▸ Exercise description:
Can you quote exactly the stretch of lines from the one with "Spot the pink liquid" through the final line of the material, both ends included?

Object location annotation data

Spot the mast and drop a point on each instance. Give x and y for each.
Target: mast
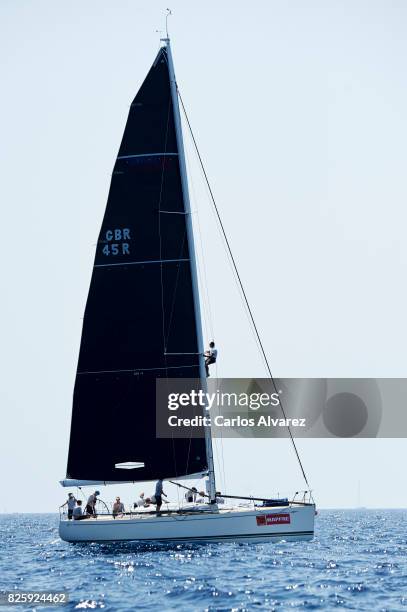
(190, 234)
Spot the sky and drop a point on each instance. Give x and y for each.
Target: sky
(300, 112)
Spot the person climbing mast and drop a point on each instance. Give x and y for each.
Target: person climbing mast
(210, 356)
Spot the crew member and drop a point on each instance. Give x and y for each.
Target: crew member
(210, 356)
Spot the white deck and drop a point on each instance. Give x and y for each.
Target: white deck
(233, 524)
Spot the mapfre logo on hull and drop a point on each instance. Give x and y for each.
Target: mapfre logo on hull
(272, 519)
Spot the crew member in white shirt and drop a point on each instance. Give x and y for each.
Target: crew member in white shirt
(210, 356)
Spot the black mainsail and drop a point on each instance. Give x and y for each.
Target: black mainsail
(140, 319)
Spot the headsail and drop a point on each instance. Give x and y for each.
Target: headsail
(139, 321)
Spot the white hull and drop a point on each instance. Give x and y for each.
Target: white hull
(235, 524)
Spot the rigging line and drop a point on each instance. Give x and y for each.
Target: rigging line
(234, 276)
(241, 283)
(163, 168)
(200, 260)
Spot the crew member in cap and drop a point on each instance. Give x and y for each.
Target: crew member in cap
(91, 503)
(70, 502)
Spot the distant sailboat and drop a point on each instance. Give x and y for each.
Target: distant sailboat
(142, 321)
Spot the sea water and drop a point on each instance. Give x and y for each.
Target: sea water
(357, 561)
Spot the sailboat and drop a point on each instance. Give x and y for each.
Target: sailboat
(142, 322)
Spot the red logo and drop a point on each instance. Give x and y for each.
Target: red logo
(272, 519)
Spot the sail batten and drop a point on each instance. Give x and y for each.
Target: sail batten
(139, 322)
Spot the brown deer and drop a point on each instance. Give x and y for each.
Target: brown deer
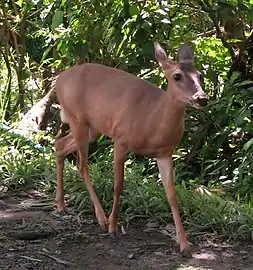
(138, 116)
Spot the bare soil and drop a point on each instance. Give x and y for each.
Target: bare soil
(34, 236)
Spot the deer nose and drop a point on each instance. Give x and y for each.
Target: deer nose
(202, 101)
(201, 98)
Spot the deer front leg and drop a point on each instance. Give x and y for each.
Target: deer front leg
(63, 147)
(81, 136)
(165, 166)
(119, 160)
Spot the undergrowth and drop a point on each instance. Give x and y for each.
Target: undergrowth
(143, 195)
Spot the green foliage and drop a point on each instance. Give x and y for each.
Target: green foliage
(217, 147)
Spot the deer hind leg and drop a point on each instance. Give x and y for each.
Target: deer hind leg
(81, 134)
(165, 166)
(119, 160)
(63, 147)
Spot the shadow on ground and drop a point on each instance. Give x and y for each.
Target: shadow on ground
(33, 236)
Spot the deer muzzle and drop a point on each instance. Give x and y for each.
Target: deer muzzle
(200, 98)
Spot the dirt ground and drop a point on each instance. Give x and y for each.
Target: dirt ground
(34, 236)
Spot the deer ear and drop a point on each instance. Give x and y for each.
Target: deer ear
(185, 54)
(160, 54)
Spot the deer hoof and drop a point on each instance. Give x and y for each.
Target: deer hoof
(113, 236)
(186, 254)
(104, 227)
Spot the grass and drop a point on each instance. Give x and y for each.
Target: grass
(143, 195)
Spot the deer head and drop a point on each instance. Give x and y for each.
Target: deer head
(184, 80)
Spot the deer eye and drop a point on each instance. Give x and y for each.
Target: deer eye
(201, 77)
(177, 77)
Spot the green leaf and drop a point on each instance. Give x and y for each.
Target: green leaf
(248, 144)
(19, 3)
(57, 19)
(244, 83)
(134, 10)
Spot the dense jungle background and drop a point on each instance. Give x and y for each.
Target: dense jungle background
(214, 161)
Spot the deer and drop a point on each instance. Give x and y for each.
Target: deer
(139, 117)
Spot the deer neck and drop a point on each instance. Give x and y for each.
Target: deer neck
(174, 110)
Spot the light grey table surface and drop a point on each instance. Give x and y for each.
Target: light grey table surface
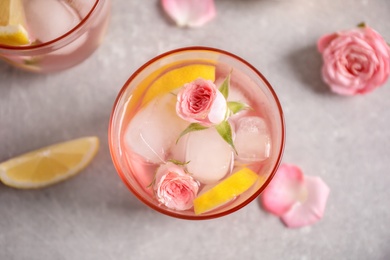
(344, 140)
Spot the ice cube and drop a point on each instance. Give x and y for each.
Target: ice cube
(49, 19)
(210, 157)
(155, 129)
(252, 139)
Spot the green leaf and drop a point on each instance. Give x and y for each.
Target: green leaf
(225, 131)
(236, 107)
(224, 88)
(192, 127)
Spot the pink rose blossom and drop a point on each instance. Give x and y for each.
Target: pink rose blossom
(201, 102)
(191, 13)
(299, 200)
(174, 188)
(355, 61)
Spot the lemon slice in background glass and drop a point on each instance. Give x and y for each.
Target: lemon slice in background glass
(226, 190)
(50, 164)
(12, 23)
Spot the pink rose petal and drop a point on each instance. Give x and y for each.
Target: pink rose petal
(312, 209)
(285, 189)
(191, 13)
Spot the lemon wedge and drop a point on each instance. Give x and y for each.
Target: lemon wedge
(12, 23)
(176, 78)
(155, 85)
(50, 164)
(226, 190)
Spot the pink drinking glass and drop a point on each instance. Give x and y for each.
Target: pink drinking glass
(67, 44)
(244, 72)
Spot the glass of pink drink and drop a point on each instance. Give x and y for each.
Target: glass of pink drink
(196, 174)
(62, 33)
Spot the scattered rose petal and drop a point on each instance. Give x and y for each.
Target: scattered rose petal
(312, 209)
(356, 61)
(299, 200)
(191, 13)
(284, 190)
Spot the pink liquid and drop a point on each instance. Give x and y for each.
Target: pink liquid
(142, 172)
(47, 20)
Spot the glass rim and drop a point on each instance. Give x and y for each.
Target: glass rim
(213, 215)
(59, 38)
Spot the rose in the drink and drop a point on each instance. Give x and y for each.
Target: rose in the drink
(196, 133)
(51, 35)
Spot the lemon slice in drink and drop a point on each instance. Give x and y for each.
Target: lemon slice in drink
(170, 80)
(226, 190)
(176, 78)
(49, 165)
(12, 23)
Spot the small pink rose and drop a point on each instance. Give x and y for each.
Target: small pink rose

▸ The response:
Spot the pink liquid and drop a point on each instance. Give x and y for each.
Target: pink liquid
(142, 172)
(47, 20)
Spot the glass rim and drop a point on each instance. Give x and y for each.
Target: glass rim
(213, 215)
(59, 38)
Spot the rose in the drink and drop a point on each instance. Give x and y for each.
Target: rose in the drink
(196, 133)
(51, 35)
Spot the lemon slice in drink and drop a point on each instance. Give x and y for each.
Target: lemon slice in drink
(170, 80)
(226, 190)
(176, 78)
(49, 165)
(12, 23)
Spot the small pink rose and drop a point on each instance. Give x and y for each.
Target: small pink rose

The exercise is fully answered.